══ Material for this exercise

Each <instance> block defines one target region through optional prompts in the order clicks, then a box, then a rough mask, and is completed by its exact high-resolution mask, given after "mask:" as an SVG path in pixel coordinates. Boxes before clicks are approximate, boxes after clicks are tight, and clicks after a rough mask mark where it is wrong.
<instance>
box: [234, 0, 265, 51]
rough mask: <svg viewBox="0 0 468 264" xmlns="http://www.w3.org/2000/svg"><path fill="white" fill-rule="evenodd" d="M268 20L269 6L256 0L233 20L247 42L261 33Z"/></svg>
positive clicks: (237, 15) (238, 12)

════

Try it. Print the data above verbatim, keeping every line unchanged.

Exercise result.
Each <instance> block defines one target region through optional prompts in the order clicks, then a box, then a rough mask, and is completed by its exact high-resolution mask, given after "mask:" as an SVG path in pixel coordinates. Boxes before clicks are approximate, boxes after clicks are tight, and clicks after a rough mask mark where it is wrong.
<instance>
box: [234, 0, 265, 51]
rough mask: <svg viewBox="0 0 468 264" xmlns="http://www.w3.org/2000/svg"><path fill="white" fill-rule="evenodd" d="M268 20L269 6L256 0L233 20L247 42L261 33Z"/></svg>
positive clicks: (237, 15) (238, 12)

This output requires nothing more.